> DATA FOR THE TASK:
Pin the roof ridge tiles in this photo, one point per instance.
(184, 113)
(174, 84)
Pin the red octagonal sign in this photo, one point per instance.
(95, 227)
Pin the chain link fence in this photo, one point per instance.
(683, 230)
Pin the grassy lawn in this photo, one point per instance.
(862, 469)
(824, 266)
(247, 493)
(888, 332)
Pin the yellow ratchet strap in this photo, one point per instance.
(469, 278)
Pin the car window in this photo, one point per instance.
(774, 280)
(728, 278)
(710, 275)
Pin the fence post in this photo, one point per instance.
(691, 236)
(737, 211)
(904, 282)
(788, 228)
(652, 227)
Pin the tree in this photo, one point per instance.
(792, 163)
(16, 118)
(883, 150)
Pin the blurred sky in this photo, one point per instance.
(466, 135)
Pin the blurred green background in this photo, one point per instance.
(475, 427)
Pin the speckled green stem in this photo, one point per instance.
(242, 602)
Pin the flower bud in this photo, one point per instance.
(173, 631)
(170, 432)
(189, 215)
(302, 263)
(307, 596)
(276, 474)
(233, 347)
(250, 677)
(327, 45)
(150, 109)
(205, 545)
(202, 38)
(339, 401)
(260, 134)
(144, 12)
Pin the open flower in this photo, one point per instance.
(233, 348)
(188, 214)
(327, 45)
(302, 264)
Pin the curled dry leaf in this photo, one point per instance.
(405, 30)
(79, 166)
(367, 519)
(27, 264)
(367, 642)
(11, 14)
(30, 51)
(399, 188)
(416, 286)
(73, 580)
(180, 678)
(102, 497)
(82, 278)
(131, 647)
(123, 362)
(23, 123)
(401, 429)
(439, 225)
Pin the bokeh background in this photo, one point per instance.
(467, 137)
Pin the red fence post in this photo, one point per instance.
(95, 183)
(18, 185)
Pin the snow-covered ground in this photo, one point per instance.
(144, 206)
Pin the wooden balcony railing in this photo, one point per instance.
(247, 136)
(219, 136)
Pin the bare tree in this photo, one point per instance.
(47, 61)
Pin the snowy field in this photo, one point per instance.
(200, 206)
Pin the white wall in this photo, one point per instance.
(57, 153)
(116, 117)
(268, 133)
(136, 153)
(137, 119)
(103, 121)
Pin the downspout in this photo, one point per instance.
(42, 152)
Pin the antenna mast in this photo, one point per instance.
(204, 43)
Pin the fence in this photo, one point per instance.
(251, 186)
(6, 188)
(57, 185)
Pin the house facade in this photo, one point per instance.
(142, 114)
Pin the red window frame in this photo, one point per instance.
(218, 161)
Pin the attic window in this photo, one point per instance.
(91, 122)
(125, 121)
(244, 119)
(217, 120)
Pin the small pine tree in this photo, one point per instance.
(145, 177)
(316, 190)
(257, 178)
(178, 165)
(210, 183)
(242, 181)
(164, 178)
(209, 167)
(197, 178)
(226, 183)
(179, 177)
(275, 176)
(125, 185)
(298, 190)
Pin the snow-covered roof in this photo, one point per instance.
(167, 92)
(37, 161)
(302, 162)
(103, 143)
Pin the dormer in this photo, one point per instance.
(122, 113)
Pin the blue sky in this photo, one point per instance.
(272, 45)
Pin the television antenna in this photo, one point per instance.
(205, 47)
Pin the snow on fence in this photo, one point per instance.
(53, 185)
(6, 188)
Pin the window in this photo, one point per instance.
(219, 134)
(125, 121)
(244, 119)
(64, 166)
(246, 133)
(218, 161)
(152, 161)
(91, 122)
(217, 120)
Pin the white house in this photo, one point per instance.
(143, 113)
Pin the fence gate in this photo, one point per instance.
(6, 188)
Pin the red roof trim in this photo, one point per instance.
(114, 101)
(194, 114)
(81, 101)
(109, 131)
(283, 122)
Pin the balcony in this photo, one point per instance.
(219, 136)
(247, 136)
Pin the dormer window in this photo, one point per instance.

> TASK OBJECTIVE:
Reproduce verbatim everything in the data above, from the line containing "Pin the red roof" down to the final line.

> THE OUTPUT:
Pin the red roof trim in this photo, one point per instance.
(114, 101)
(194, 114)
(81, 101)
(109, 131)
(283, 122)
Pin the balcony in this photo, one point per instance.
(219, 136)
(247, 136)
Pin the dormer window in this photo, one point per instance.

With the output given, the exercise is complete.